* [TESTO DA LEGGERE]
---
Benedetta Vitelli, la ragazza di sala che ha conquistato Alain Passard: «Accogliere è meglio che servire»
Sono nata ad Ascoli Piceno, la città delle cento torri. Posso dire di essere nata in cucina: vengo da una famiglia di ristoratori e la maggior parte dei ricordi, delle avventure e delle esperienze ruotano attorno a questo mondo.
La mia storia con la sala nasce, forse, dal rifiuto. Il rifiuto di passare tutto il mio tempo, personale e non, in un ristorante. Motivo che mi ha condotta a 19 anni a Milano, desiderosa di cambiar vita e di intraprendere una carriera nel mondo della grafica pubblicitaria. Tutto molto bello, non mi fossi ritrovata a lavorare, guarda caso, per il settore food & beverage. Cinque anni dopo, immersa tra menu, loghi e packaging, un nuovo rifiuto nasce, o meglio una consapevolezza: quella di non riuscire più a star ferma, dietro uno schermo, a sviluppare progetti per ristoranti che non conosco nemmeno. In quel momento della vita, mi manca qualcosa, come una scintilla. Ho bisogno di tornare in sala, vivere l’adrenalina, il servizio, l’incertezza.
Lascio Milano e programmo un ritorno nelle Marche. Nel frattempo mi fermo a Colorno dove, grazie a Alma, imprimo una svolta decisiva alla mia vita: dopo il corso in Food&Beverage Management, torno al ristorante di famiglia, che gestisco un anno prima di trasferirmi in Francia.
---
* [SEZIONE DATI]
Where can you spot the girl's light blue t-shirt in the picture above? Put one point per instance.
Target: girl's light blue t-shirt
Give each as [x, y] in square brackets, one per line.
---
* [RICHIESTA SCRITTA]
Ricopia parola per parola, dal testo su Benedetta Vitelli, tutto quello che va da «Lascio Milano e» fino a «trasferirmi in Francia.».

* [RISPOSTA]
Lascio Milano e programmo un ritorno nelle Marche. Nel frattempo mi fermo a Colorno dove, grazie a Alma, imprimo una svolta decisiva alla mia vita: dopo il corso in Food&Beverage Management, torno al ristorante di famiglia, che gestisco un anno prima di trasferirmi in Francia.